**GOAL**
Omit all images. Transcribe the rest of the material below exactly.

↓↓↓

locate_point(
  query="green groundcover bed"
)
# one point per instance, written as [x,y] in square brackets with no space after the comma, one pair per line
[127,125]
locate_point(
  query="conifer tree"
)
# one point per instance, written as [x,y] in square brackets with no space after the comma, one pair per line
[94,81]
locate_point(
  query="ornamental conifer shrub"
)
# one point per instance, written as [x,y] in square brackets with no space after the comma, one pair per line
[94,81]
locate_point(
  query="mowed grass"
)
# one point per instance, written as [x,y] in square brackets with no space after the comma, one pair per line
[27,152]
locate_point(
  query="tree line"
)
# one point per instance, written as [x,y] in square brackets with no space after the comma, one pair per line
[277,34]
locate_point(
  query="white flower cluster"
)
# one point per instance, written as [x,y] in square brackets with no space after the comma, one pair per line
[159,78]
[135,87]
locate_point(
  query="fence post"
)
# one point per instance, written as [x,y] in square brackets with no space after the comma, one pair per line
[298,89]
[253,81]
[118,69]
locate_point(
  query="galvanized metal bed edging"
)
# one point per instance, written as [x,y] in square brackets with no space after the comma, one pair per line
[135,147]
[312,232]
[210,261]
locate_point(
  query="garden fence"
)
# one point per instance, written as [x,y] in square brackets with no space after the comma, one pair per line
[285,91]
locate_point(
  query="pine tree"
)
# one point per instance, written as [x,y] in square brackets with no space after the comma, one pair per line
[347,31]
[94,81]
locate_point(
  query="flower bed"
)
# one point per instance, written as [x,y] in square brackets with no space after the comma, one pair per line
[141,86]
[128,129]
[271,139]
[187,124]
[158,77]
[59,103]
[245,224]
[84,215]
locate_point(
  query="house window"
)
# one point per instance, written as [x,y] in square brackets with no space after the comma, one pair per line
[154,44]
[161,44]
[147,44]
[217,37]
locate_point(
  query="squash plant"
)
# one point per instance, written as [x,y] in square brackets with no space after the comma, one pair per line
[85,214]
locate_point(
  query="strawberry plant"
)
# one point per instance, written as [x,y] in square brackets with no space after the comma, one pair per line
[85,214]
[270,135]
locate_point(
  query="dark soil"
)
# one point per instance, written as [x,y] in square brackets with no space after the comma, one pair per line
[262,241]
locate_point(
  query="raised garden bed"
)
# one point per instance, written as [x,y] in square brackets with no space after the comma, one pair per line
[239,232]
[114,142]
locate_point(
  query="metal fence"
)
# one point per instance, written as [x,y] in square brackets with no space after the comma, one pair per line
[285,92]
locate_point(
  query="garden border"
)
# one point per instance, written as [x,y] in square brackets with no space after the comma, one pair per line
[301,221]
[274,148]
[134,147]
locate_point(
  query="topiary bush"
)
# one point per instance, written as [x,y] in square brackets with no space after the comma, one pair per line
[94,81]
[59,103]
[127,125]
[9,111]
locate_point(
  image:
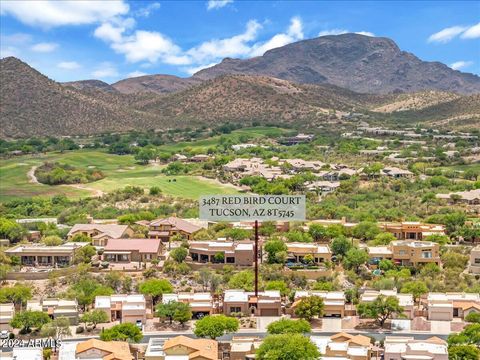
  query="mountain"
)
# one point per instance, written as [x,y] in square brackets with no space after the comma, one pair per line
[160,84]
[360,63]
[91,85]
[32,104]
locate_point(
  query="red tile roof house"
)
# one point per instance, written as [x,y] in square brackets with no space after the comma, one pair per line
[132,250]
[163,229]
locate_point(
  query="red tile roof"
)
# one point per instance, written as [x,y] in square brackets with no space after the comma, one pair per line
[142,245]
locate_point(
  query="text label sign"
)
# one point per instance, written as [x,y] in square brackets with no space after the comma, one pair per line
[252,207]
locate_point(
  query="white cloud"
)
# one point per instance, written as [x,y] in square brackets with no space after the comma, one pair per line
[44,47]
[151,46]
[51,13]
[195,69]
[366,33]
[147,10]
[461,64]
[136,74]
[217,4]
[294,33]
[472,32]
[106,70]
[69,65]
[447,34]
[332,32]
[229,47]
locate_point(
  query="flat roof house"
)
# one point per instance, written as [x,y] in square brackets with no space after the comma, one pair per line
[42,255]
[268,303]
[412,252]
[7,312]
[343,346]
[181,348]
[297,252]
[475,260]
[412,230]
[201,303]
[164,229]
[446,306]
[125,308]
[407,348]
[133,250]
[334,301]
[56,308]
[404,300]
[101,233]
[222,252]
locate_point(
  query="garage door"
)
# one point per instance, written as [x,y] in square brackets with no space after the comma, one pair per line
[268,312]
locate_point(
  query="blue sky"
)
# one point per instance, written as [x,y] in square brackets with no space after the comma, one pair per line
[112,40]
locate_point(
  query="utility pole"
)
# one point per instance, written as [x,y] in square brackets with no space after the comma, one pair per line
[256,258]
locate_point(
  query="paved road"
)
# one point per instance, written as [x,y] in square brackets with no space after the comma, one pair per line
[167,335]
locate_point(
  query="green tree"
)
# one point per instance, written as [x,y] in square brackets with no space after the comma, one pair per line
[309,307]
[289,326]
[340,245]
[354,258]
[172,310]
[123,332]
[179,254]
[417,288]
[155,288]
[94,317]
[366,230]
[214,326]
[26,320]
[381,309]
[287,347]
[273,247]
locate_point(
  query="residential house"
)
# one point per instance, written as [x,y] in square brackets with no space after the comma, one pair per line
[242,348]
[297,251]
[56,308]
[101,233]
[181,348]
[412,252]
[125,308]
[343,346]
[133,250]
[446,306]
[42,255]
[475,260]
[164,229]
[395,172]
[412,230]
[95,349]
[201,303]
[400,348]
[333,301]
[471,197]
[267,303]
[323,186]
[222,252]
[7,312]
[404,300]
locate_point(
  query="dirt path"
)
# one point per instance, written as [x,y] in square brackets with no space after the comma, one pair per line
[95,192]
[31,175]
[219,183]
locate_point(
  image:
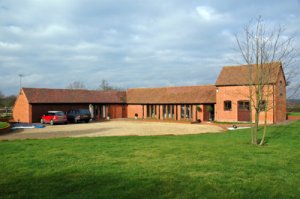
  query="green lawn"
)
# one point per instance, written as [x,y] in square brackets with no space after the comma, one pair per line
[192,166]
[294,113]
[3,125]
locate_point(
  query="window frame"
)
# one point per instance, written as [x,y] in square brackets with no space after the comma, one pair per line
[226,107]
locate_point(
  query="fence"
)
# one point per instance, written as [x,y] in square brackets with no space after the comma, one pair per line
[6,112]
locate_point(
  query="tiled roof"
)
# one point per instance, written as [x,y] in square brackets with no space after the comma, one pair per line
[182,94]
[45,95]
[239,75]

↑↑↑

**RESPONSE**
locate_point(
  query="green groundcover bed"
)
# one point per instance, written as [x,y] in square brackets with no space after the comma, one pair per line
[127,125]
locate_point(
  query="conifer tree"
)
# one point per instance, written as [x,y] in square brackets with no space after the comma, one pair per line
[94,81]
locate_point(
  query="ornamental conifer shrub"
)
# one point per instance, written as [x,y] in square brackets with no space after the comma, one pair per line
[94,81]
locate_point(
  query="mowed grass"
)
# one point per instance, written as [x,y] in square brackets with no space after the comma, one pair per line
[27,152]
locate_point(
  query="tree line"
)
# one point per instance, written as [x,y] in square brackets with no space after the comma, one pair per line
[277,34]
locate_point(
  query="white flower cluster"
)
# one point per instance, written as [x,y] in square brackets with no space after the comma, one pair per line
[159,78]
[135,87]
locate_point(
  query="fence post"
)
# one point per instance, written as [x,y] in square brackets with no space after the comma, one pair per line
[298,89]
[253,81]
[118,69]
locate_point(
  query="galvanized metal bed edging"
)
# one point per instance, written as [x,y] in square brackets with no space after the comma, one pair per line
[135,147]
[312,232]
[210,261]
locate_point(
  query="garden fence"
)
# one point per instance, written as [x,y] in square brackets with no space after the comma, one pair per line
[285,91]
locate_point(
  query="pine tree"
)
# one point per instance, written as [x,y] in square brackets with no space after the comma, one pair per line
[347,31]
[94,81]
locate_point(
  query="flower bed"
)
# one point per instance, written as [x,y] in square brackets with no space after the comma, one pair per line
[141,86]
[128,129]
[271,139]
[187,124]
[158,77]
[59,103]
[245,224]
[84,215]
locate_point(
  query="house window"
)
# one point per instance, written as [x,y] in square brackets with no space after the comma, one pair per line
[154,44]
[161,44]
[147,44]
[217,37]
locate_point(
  query="squash plant"
)
# one point per instance, written as [x,y] in square brackets with no space after the comma, one pair per line
[85,214]
locate_point(
  query="strawberry plant"
)
# one point per instance, written as [x,y] in square brackets with no space after the comma, one pair per line
[85,214]
[270,135]
locate_point(
  query="dark soil"
)
# one point per instance, written as [x,y] in square brackets with no space after the comma, one pair per line
[262,241]
locate_point(
  query="raised garden bed"
)
# one point per instance, written as [x,y] in square brackets with no space after the comma, one pair per line
[239,232]
[114,142]
locate_point(
  query="metal fence"
)
# one point per instance, written as [x,y] in square brackets with no space after the comma, one pair per line
[285,92]
locate_point(
  query="garden border"
)
# one point per instance, written as [x,y] in square brackets with no space after the comma, one pair per line
[301,221]
[274,148]
[134,147]
locate_point(
  query="topiary bush"
)
# one point per instance, written as [x,y] in square brackets with no space after the comma, one pair per line
[94,81]
[59,103]
[127,125]
[9,111]
locate_point(
  image:
  query="mountain"
)
# one point per instance, written as [x,y] in square brackets with no space after the comma, one pair per line
[160,84]
[360,63]
[91,85]
[32,104]
locate_point(
  query="red tile roof house"
)
# one point per instance, written as [x,y] in square brackets with no space after the comma, one pair per line
[132,250]
[163,229]
locate_point(
  query="red tile roof"
)
# one point per instance, written as [x,y] in square brackets with no space after the comma, one pair per line
[142,245]
locate_point(
  query="text label sign"
)
# one point per instance, written as [x,y] in square brackets with no space after the comma, one pair per line
[252,207]
locate_point(
  query="white cloud"
)
# one point per instance, written as [x,y] in square brackets with no space after the comma, one pair per line
[44,47]
[151,46]
[51,13]
[195,69]
[366,33]
[147,10]
[461,64]
[136,74]
[217,4]
[294,33]
[472,32]
[106,70]
[69,65]
[447,34]
[332,32]
[229,47]
locate_point(
  query="flat roof house"
)
# one point per instance, written as [x,y] in square brackets with no space after the comma, one pair per line
[42,255]
[268,303]
[412,252]
[7,312]
[343,346]
[181,348]
[297,252]
[475,260]
[412,230]
[201,303]
[164,229]
[446,306]
[125,308]
[407,348]
[133,250]
[334,301]
[56,308]
[404,300]
[101,233]
[222,252]
locate_point(
  query="garage door"
)
# one point per instance, written as [x,y] in square brackets with no space after the comma, one pair per line
[268,312]
locate_point(
  query="blue sky"
)
# one point per instance, written as [x,y] in square brackets with no space after the comma, one pair per line
[112,40]
locate_point(
  query="utility pole"
)
# one point per instance, written as [x,y] in square brackets with no space after the comma, one pair per line
[256,258]
locate_point(
  query="paved road"
)
# one point per instance, written as [x,y] in square brackets with no space after the comma, one pair per line
[167,335]
locate_point(
  query="green tree"
)
# one point per instance, written as [x,y] in square brackets with no space after the comma, one pair per line
[309,307]
[289,326]
[340,245]
[354,258]
[172,310]
[123,332]
[179,254]
[417,288]
[155,288]
[94,317]
[366,230]
[214,326]
[26,320]
[381,309]
[287,347]
[273,247]
locate_point(
  query="residential house"
)
# one point per instance, written as [x,y] in square brackets with no space after the comma, one pair per line
[242,348]
[297,251]
[56,308]
[101,233]
[181,348]
[412,252]
[125,308]
[343,346]
[133,250]
[446,306]
[42,255]
[475,260]
[164,229]
[395,172]
[412,230]
[95,349]
[201,303]
[400,348]
[333,301]
[471,197]
[267,303]
[323,186]
[222,252]
[7,312]
[404,300]
locate_point(
  query="dirt path"
)
# one point per instance, written as [x,y] in square brackets with no space after the comma, one pair per line
[95,192]
[31,175]
[219,183]
locate_point(
  image:
  query="green lawn"
)
# one point per instance, written as [x,y] in square brackets with no space after the comma, one pair per line
[192,166]
[294,113]
[3,125]
locate_point(
  query="window frame"
)
# one point per instance, written as [x,y] in square brackets with no space after the comma, one pair per line
[226,107]
locate_point(
  query="fence"
)
# one point per instance, written as [x,y] in square brackets with no space after the comma, one pair per line
[6,112]
locate_point(
  query="tiled roof"
)
# one point per instance, written as [x,y] in square brackets with no space after the comma, one pair per line
[182,94]
[45,95]
[239,75]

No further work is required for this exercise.